Start of Provided information
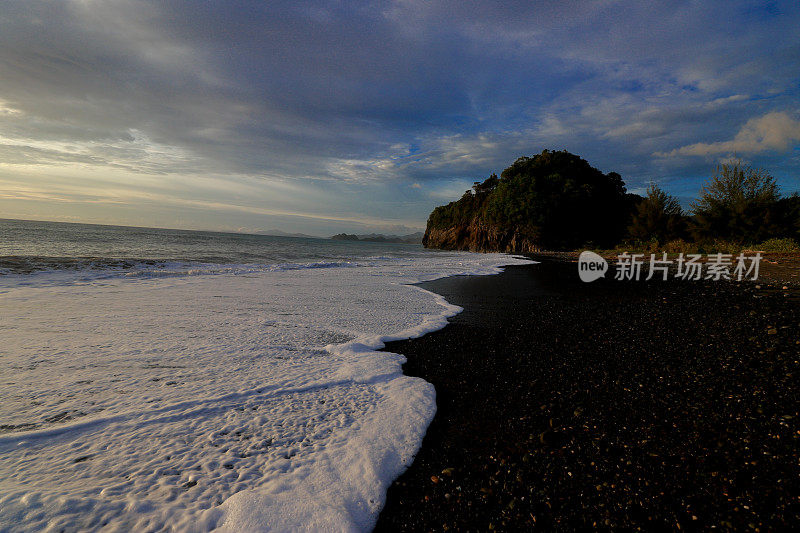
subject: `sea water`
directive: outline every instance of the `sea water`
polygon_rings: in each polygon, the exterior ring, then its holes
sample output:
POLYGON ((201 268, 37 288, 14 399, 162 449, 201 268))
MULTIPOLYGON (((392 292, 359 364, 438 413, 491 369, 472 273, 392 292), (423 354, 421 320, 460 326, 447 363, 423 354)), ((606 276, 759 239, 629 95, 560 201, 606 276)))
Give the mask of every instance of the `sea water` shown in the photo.
POLYGON ((365 531, 435 390, 410 285, 499 254, 0 220, 0 530, 365 531))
End of Provided information
Repeat the data above exactly, images excluded.

subject: `sea water`
directive: outline every instance of the `sea water`
polygon_rings: in each polygon, the exterior ring, then its holes
sample output:
POLYGON ((201 268, 37 288, 14 399, 162 449, 201 268))
MULTIPOLYGON (((392 292, 359 364, 438 413, 491 369, 472 273, 392 292), (423 354, 421 320, 460 326, 447 363, 423 354)), ((606 276, 759 239, 629 95, 560 201, 606 276)))
Give the mask of every instance of the `sea water` shown in the photo.
POLYGON ((365 531, 435 390, 410 285, 499 254, 0 220, 0 530, 365 531))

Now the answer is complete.